*Given request*
Could you give the data below again, exactly and completely?
= = = = = = =
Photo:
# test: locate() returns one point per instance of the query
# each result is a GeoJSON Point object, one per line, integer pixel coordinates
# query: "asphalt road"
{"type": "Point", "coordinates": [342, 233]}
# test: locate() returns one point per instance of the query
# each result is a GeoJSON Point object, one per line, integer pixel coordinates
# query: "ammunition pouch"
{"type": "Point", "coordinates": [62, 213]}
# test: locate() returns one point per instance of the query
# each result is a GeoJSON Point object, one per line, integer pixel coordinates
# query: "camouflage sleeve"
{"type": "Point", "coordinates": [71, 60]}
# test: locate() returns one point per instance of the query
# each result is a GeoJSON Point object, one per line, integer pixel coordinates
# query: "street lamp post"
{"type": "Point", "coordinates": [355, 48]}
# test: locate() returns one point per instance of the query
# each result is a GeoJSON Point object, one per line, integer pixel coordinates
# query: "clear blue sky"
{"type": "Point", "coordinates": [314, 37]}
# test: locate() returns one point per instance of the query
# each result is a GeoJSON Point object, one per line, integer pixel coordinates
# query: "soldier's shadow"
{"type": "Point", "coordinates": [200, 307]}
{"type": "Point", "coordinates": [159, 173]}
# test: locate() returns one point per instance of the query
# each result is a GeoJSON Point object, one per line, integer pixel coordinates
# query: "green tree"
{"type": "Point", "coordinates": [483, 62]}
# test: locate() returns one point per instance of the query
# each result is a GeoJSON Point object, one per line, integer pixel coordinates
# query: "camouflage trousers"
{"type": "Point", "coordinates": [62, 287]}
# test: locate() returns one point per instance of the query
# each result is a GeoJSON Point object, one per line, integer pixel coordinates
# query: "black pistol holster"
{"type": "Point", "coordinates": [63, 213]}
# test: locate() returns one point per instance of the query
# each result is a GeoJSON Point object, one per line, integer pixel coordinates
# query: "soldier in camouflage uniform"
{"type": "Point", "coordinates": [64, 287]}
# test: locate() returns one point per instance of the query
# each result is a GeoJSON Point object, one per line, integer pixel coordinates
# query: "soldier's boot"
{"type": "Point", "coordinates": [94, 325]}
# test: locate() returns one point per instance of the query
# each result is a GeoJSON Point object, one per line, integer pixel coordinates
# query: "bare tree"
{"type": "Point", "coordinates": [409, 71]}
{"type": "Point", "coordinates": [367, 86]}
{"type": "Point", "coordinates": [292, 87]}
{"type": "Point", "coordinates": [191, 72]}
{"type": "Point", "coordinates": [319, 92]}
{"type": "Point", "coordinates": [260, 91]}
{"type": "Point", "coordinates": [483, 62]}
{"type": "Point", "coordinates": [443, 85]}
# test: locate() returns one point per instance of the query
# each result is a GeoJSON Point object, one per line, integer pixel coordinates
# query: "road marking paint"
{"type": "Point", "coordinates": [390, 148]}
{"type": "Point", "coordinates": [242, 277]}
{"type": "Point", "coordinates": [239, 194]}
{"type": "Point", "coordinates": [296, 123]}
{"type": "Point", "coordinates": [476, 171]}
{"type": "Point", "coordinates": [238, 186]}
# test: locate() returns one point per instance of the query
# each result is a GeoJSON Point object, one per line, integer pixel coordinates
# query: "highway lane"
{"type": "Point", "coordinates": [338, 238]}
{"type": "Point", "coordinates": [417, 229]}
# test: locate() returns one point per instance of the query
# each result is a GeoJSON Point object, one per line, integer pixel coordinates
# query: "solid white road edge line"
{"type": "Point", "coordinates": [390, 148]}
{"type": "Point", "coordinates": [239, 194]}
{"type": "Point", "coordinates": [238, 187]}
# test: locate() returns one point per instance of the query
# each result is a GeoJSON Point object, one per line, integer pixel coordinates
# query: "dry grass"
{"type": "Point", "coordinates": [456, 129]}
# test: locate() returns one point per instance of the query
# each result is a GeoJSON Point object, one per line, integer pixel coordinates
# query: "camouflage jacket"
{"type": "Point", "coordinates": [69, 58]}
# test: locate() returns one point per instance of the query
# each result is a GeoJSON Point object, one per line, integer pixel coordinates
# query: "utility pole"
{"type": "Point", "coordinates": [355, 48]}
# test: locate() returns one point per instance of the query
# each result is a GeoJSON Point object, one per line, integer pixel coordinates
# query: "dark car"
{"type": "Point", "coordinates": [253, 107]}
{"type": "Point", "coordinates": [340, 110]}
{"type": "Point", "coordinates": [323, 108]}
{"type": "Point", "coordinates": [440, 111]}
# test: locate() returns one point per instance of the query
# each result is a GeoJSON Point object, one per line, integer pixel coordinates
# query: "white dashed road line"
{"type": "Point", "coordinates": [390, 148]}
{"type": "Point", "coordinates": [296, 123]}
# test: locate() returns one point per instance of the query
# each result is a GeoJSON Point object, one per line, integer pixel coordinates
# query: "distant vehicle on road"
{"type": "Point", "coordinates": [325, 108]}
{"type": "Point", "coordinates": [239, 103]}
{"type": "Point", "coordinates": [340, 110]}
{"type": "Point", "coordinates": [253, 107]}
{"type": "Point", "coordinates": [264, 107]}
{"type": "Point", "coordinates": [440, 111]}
= = = = = = =
*Final answer*
Photo:
# test: locate() returns one point per instance of the query
# each result is a GeoJSON Point object, one per line, integer pixel coordinates
# query: "asphalt road"
{"type": "Point", "coordinates": [342, 233]}
# test: locate() returns one point per instance of the query
# each result is a GeoJSON Point object, one per line, integer pixel coordinates
# query: "ammunition pouch"
{"type": "Point", "coordinates": [62, 213]}
# test: locate() returns one point per instance of the query
# each result is a GeoJSON Point object, one per line, integer pixel coordinates
# query: "camouflage sleeve"
{"type": "Point", "coordinates": [71, 60]}
# test: locate() returns one point per instance of the query
# each result is a GeoJSON Point object, one per line, integer pixel coordinates
# query: "street lamp post"
{"type": "Point", "coordinates": [355, 48]}
# test: locate() returns one point per instance of the query
# each result is a GeoJSON Point object, one per line, integer pixel coordinates
# query: "clear blue sky"
{"type": "Point", "coordinates": [314, 37]}
# test: locate() returns one point per instance of the query
# each result is a GeoJSON Point object, one per line, integer pixel coordinates
# query: "soldier's shadow"
{"type": "Point", "coordinates": [200, 307]}
{"type": "Point", "coordinates": [159, 173]}
# test: locate() returns one point per instance of the query
# each result is a GeoJSON Point object, one per line, integer pixel coordinates
# query: "green tree"
{"type": "Point", "coordinates": [483, 62]}
# test: locate() returns one point per instance of the query
# each result is a GeoJSON Point object, one per line, integer pixel coordinates
# query: "camouflage trousers"
{"type": "Point", "coordinates": [62, 287]}
# test: locate() returns one point per instance of the query
# each result is a GeoJSON Point object, one per line, integer pixel coordinates
# query: "black pistol holster"
{"type": "Point", "coordinates": [63, 213]}
# test: locate() returns one point per instance of the query
# each result is a GeoJSON Point object, one per line, integer pixel coordinates
# query: "soldier in camouflage uniform"
{"type": "Point", "coordinates": [64, 287]}
# test: locate() returns one point per instance of the query
# each result is a GeoJSON Point object, one per line, integer pixel coordinates
# query: "soldier's boot"
{"type": "Point", "coordinates": [94, 325]}
# test: locate() returns one point per instance of the query
# each result is a GeoJSON Point object, one per line, integer pixel coordinates
# query: "bare tree"
{"type": "Point", "coordinates": [409, 71]}
{"type": "Point", "coordinates": [367, 86]}
{"type": "Point", "coordinates": [292, 87]}
{"type": "Point", "coordinates": [191, 72]}
{"type": "Point", "coordinates": [319, 92]}
{"type": "Point", "coordinates": [260, 91]}
{"type": "Point", "coordinates": [483, 62]}
{"type": "Point", "coordinates": [443, 85]}
# test: locate() returns one point per instance of the query
# each result is a GeoJSON Point object, one per line, integer pixel coordinates
# query: "road marking paint"
{"type": "Point", "coordinates": [390, 148]}
{"type": "Point", "coordinates": [242, 277]}
{"type": "Point", "coordinates": [239, 194]}
{"type": "Point", "coordinates": [296, 123]}
{"type": "Point", "coordinates": [476, 171]}
{"type": "Point", "coordinates": [238, 186]}
# test: locate() returns one point per instance of the query
# each result is a GeoJSON Point object, one per line, integer pixel coordinates
# query: "highway lane"
{"type": "Point", "coordinates": [338, 238]}
{"type": "Point", "coordinates": [417, 229]}
# test: locate() returns one point per instance of the query
# each result is a GeoJSON Point object, one per line, integer pixel coordinates
# query: "solid white road edge line"
{"type": "Point", "coordinates": [390, 148]}
{"type": "Point", "coordinates": [239, 194]}
{"type": "Point", "coordinates": [238, 187]}
# test: locate() returns one point per instance of the query
# each result is a GeoJSON Point object, one per line, integer pixel coordinates
# query: "dry grass"
{"type": "Point", "coordinates": [456, 129]}
# test: locate() returns one point per instance of the query
# each result is a GeoJSON Point object, one per line, integer pixel coordinates
# query: "camouflage jacket"
{"type": "Point", "coordinates": [69, 58]}
# test: locate() returns one point per instance of the query
# each result is a GeoJSON Point object, one per line, integer pixel coordinates
# query: "utility pole"
{"type": "Point", "coordinates": [355, 48]}
# test: locate() returns one point per instance of the query
# each result is a GeoJSON Point object, one per line, integer pixel coordinates
# query: "dark car"
{"type": "Point", "coordinates": [253, 107]}
{"type": "Point", "coordinates": [340, 110]}
{"type": "Point", "coordinates": [323, 108]}
{"type": "Point", "coordinates": [440, 111]}
# test: locate() returns one point per instance of the query
# each result is a GeoJSON Point object, one per line, integer pixel coordinates
# query: "white dashed road line"
{"type": "Point", "coordinates": [390, 148]}
{"type": "Point", "coordinates": [296, 123]}
# test: locate() returns one point per instance of the query
# each result is a GeoJSON Point object, one per line, integer pixel coordinates
# query: "distant vehicle on road"
{"type": "Point", "coordinates": [325, 108]}
{"type": "Point", "coordinates": [239, 103]}
{"type": "Point", "coordinates": [340, 110]}
{"type": "Point", "coordinates": [253, 107]}
{"type": "Point", "coordinates": [264, 107]}
{"type": "Point", "coordinates": [440, 111]}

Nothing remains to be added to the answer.